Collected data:
◆ ◆ ◆ ◆ ◆ ◆ ◆
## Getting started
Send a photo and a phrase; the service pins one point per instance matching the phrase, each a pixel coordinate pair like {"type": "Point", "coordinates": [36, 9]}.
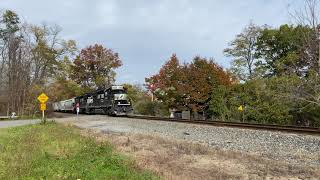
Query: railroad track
{"type": "Point", "coordinates": [292, 129]}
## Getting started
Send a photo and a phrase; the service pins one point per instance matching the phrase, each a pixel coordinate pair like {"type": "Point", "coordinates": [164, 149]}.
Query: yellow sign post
{"type": "Point", "coordinates": [43, 98]}
{"type": "Point", "coordinates": [241, 109]}
{"type": "Point", "coordinates": [43, 106]}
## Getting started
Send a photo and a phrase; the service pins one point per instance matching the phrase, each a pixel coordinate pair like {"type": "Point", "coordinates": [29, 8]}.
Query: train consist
{"type": "Point", "coordinates": [111, 101]}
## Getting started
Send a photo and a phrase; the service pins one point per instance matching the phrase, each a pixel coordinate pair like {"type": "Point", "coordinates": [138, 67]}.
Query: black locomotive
{"type": "Point", "coordinates": [112, 101]}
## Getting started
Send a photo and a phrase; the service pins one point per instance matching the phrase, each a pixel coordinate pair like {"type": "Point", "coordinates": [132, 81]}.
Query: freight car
{"type": "Point", "coordinates": [112, 101]}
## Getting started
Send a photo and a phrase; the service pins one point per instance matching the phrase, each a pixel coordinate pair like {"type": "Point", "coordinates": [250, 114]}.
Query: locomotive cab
{"type": "Point", "coordinates": [121, 104]}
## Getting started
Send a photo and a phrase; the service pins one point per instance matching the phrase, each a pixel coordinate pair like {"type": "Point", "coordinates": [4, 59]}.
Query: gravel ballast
{"type": "Point", "coordinates": [285, 147]}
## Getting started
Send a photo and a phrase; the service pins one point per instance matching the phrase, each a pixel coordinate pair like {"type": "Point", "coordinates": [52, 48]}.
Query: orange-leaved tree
{"type": "Point", "coordinates": [94, 67]}
{"type": "Point", "coordinates": [187, 86]}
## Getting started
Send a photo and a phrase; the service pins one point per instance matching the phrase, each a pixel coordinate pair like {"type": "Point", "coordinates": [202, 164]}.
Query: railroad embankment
{"type": "Point", "coordinates": [189, 151]}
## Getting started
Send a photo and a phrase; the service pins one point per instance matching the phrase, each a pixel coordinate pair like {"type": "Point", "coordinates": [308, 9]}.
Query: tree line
{"type": "Point", "coordinates": [35, 59]}
{"type": "Point", "coordinates": [274, 75]}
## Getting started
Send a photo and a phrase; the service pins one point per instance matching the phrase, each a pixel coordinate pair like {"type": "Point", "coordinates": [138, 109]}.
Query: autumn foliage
{"type": "Point", "coordinates": [94, 66]}
{"type": "Point", "coordinates": [187, 86]}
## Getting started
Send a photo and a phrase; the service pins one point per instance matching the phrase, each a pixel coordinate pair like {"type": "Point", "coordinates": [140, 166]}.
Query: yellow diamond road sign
{"type": "Point", "coordinates": [43, 98]}
{"type": "Point", "coordinates": [43, 106]}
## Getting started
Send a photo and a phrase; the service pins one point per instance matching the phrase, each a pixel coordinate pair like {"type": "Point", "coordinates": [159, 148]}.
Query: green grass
{"type": "Point", "coordinates": [53, 151]}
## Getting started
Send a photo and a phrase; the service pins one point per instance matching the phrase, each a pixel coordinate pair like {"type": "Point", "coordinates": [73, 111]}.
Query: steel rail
{"type": "Point", "coordinates": [270, 127]}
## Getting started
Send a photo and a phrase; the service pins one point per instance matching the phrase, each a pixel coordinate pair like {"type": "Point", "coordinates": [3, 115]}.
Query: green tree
{"type": "Point", "coordinates": [243, 50]}
{"type": "Point", "coordinates": [94, 66]}
{"type": "Point", "coordinates": [282, 50]}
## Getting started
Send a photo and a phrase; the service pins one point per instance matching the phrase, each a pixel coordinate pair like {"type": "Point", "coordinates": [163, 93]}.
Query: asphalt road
{"type": "Point", "coordinates": [13, 123]}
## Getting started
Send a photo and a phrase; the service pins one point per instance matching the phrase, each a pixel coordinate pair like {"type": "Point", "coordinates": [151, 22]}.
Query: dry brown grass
{"type": "Point", "coordinates": [174, 159]}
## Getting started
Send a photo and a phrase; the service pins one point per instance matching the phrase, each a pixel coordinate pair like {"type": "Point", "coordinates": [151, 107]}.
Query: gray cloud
{"type": "Point", "coordinates": [146, 33]}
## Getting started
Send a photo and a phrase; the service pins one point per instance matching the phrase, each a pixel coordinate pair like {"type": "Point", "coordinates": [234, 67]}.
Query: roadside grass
{"type": "Point", "coordinates": [54, 151]}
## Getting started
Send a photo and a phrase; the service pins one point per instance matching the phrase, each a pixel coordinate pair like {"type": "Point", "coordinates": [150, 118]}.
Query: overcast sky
{"type": "Point", "coordinates": [146, 32]}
◆ ◆ ◆ ◆ ◆ ◆ ◆
- _HOW TO COMPLETE THIS TASK_:
In the copy, omit the pictures and give every line of the data exactly.

- _SOLUTION FOR THIS TASK_:
## Getting started
Send a photo and a phrase; the service pins one point per instance matching the phrase, each a pixel coordinate pair like {"type": "Point", "coordinates": [36, 9]}.
Query: railroad track
{"type": "Point", "coordinates": [292, 129]}
## Getting started
Send a photo and a phrase; the service pins one point per instance matching the phrase, each a pixel coordinate pair like {"type": "Point", "coordinates": [164, 149]}.
Query: yellow sign post
{"type": "Point", "coordinates": [43, 98]}
{"type": "Point", "coordinates": [241, 109]}
{"type": "Point", "coordinates": [43, 106]}
## Getting started
Send a photo and a phrase; the service pins one point per instance matching the phrase, each a pixel coordinate pair like {"type": "Point", "coordinates": [29, 8]}.
Query: train consist
{"type": "Point", "coordinates": [111, 101]}
## Getting started
Send a photo and a phrase; the service pins one point per instance matching the phrase, each a pixel coordinate pair like {"type": "Point", "coordinates": [138, 67]}.
Query: black locomotive
{"type": "Point", "coordinates": [112, 101]}
## Getting started
Send a photo and a phrase; the service pins one point per instance matching the phrase, each a pixel coordinate pair like {"type": "Point", "coordinates": [132, 81]}.
Query: freight car
{"type": "Point", "coordinates": [112, 101]}
## Getting started
Send a photo and a phrase; the service pins one point per instance matching the phrase, each a pixel coordinate pair like {"type": "Point", "coordinates": [250, 114]}.
Query: locomotive cab
{"type": "Point", "coordinates": [121, 104]}
## Getting started
Send a photo and a phrase; the service pins one point per instance matching the phrase, each a pixel coordinate pair like {"type": "Point", "coordinates": [4, 59]}.
Query: gravel ballast
{"type": "Point", "coordinates": [285, 147]}
## Getting started
Send a photo and a phrase; the service pins one point per instance matching the phrase, each a pixel coordinate pair like {"type": "Point", "coordinates": [52, 48]}.
Query: orange-leaved tree
{"type": "Point", "coordinates": [94, 67]}
{"type": "Point", "coordinates": [187, 86]}
## Getting started
Send a photo and a phrase; the service pins one point per instance matching the phrase, each a pixel coordinate pair like {"type": "Point", "coordinates": [202, 164]}.
Query: railroad embankment
{"type": "Point", "coordinates": [189, 151]}
## Getting started
Send a photo and a phrase; the service pins one point per instance matching the phrase, each a pixel coordinate pair like {"type": "Point", "coordinates": [308, 9]}.
Query: tree line
{"type": "Point", "coordinates": [35, 59]}
{"type": "Point", "coordinates": [274, 75]}
## Getting started
Send a photo and a phrase; the service pins one point per instance matching the phrase, each a pixel coordinate pair like {"type": "Point", "coordinates": [138, 109]}.
Query: autumn foliage
{"type": "Point", "coordinates": [94, 66]}
{"type": "Point", "coordinates": [187, 86]}
## Getting started
Send a photo and a phrase; the service pins one point per instance matching the phrase, each a pixel coordinate pair like {"type": "Point", "coordinates": [140, 166]}.
Query: yellow diamond road sign
{"type": "Point", "coordinates": [43, 98]}
{"type": "Point", "coordinates": [43, 106]}
## Getting started
Send a photo and a phrase; the service pins one point per instance matching the phrase, each a pixel coordinate pair like {"type": "Point", "coordinates": [159, 148]}.
Query: green grass
{"type": "Point", "coordinates": [53, 151]}
## Getting started
Send a photo and a phrase; the service pins one point per instance matching the phrase, each a pixel coordinate pair like {"type": "Point", "coordinates": [73, 111]}.
Query: steel rail
{"type": "Point", "coordinates": [270, 127]}
## Getting started
Send a photo and a phrase; the service pins one point per instance matching the phrase, each a pixel coordinate pair like {"type": "Point", "coordinates": [3, 115]}.
Query: green tree
{"type": "Point", "coordinates": [243, 50]}
{"type": "Point", "coordinates": [94, 66]}
{"type": "Point", "coordinates": [282, 50]}
## Getting started
Send a photo and a phrase; the service pins one point per instance matching the phrase, each a pixel coordinate pair like {"type": "Point", "coordinates": [163, 93]}.
Query: asphalt road
{"type": "Point", "coordinates": [13, 123]}
## Getting started
Send a photo and a phrase; the service pins one point per instance matching the phrase, each a pixel coordinate pair like {"type": "Point", "coordinates": [151, 22]}.
Query: dry brown grass
{"type": "Point", "coordinates": [174, 159]}
## Getting started
Send a photo and a phrase; the service pins one point per instance matching the phrase, each a pixel coordinate pair like {"type": "Point", "coordinates": [151, 107]}.
Query: gray cloud
{"type": "Point", "coordinates": [146, 33]}
## Getting started
Send a photo and a phrase; the service pins one point per instance matching the phrase, each a pixel coordinate pair like {"type": "Point", "coordinates": [234, 67]}.
Query: roadside grass
{"type": "Point", "coordinates": [54, 151]}
## Getting started
Send a photo and a phrase; the service pins one point per instance matching the phrase, each a pixel coordinate pair like {"type": "Point", "coordinates": [150, 118]}.
Query: overcast sky
{"type": "Point", "coordinates": [146, 32]}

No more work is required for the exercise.